--- START ---
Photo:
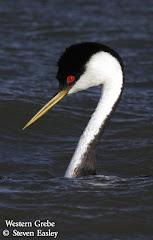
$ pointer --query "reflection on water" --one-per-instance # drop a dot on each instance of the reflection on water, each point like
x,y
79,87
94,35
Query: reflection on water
x,y
117,203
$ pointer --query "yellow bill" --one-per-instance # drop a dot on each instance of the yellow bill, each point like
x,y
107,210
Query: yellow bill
x,y
49,105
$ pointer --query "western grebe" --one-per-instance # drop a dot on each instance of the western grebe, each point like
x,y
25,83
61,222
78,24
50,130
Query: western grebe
x,y
82,66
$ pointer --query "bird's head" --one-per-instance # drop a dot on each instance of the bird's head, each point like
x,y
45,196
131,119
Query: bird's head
x,y
82,66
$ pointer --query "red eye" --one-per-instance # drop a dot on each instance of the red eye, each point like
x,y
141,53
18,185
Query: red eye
x,y
70,78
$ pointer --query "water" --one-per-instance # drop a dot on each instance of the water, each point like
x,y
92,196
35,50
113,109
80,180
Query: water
x,y
117,203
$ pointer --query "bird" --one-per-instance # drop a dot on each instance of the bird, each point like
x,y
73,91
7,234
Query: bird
x,y
81,66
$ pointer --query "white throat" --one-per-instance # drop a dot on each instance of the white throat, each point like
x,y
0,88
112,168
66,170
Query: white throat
x,y
102,69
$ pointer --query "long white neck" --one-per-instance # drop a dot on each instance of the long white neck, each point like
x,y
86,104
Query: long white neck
x,y
84,158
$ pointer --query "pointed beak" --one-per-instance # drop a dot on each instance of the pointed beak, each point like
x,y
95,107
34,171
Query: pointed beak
x,y
50,104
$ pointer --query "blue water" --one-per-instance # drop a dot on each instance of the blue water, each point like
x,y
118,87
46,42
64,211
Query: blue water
x,y
117,203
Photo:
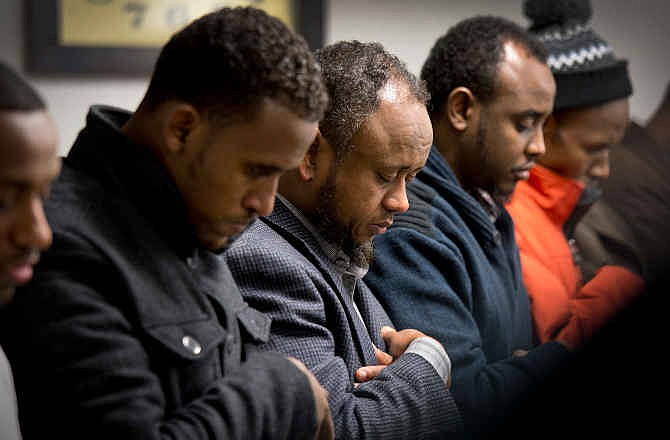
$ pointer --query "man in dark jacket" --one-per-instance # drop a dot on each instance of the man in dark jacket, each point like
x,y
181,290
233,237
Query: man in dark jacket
x,y
450,266
303,264
133,327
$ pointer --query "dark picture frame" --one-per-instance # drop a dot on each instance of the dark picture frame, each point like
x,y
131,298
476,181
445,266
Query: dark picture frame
x,y
45,55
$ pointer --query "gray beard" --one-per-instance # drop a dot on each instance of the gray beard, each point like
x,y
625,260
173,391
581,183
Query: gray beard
x,y
333,232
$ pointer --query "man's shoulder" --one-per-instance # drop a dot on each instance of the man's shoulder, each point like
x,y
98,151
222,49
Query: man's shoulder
x,y
263,245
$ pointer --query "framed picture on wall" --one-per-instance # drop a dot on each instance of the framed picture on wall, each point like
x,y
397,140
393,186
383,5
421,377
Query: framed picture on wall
x,y
124,37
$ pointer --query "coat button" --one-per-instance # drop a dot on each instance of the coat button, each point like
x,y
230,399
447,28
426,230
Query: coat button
x,y
191,345
230,344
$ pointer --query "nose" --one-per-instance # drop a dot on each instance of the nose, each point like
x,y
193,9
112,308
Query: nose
x,y
600,168
261,198
536,146
31,229
396,199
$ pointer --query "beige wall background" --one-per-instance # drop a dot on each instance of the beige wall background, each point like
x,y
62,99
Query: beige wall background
x,y
638,31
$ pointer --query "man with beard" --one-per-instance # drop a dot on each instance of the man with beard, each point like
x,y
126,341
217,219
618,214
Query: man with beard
x,y
29,162
303,265
450,266
590,115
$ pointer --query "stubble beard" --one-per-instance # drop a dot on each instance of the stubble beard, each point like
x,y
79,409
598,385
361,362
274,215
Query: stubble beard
x,y
333,231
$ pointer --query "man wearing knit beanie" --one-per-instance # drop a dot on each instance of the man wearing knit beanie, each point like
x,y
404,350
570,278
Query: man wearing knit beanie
x,y
590,115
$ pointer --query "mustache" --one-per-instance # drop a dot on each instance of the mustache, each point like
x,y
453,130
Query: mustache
x,y
25,256
525,167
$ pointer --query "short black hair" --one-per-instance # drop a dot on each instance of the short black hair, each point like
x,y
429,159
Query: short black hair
x,y
354,73
227,61
15,92
469,54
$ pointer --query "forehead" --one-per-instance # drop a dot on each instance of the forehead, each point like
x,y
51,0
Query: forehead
x,y
604,123
274,136
523,82
399,127
28,145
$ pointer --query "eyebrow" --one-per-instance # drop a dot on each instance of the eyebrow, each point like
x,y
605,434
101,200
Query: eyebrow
x,y
531,113
265,169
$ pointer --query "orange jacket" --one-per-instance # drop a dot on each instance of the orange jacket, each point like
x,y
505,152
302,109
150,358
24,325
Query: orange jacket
x,y
562,306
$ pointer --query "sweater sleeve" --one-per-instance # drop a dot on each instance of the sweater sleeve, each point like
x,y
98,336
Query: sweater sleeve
x,y
84,371
424,283
598,301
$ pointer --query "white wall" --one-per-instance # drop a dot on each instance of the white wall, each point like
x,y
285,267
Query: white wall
x,y
638,31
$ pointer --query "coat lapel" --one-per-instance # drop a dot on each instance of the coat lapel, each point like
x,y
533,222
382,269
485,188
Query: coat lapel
x,y
285,223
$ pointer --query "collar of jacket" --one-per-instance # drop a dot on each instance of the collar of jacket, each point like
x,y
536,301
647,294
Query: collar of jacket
x,y
134,173
440,177
555,194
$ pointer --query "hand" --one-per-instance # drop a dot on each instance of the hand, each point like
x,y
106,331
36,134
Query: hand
x,y
398,341
324,422
364,374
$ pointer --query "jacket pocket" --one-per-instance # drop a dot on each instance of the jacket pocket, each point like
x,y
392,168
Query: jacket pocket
x,y
190,340
256,324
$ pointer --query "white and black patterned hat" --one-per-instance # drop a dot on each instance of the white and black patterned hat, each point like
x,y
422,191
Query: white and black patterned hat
x,y
586,71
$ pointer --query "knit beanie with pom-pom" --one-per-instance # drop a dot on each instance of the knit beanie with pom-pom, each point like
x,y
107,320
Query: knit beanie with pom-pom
x,y
584,66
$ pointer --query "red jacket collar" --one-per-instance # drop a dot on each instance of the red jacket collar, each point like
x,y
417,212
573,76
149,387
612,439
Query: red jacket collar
x,y
557,195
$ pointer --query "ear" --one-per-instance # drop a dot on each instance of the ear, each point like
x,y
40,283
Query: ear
x,y
308,166
460,107
181,121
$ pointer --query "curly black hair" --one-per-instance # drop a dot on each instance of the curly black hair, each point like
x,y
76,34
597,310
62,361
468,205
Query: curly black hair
x,y
15,92
468,55
226,61
354,73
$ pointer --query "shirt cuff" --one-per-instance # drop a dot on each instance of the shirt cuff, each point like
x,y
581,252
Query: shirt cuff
--- END ---
### TASK STATEMENT
Which of the lines above carry the string "cuff"? Pick them out and copy them.

### RESPONSE
$ pointer --query "shirt cuff" --one-per-instance # drop a dot on each instance of the shirt cuff, each point like
Query: shirt cuff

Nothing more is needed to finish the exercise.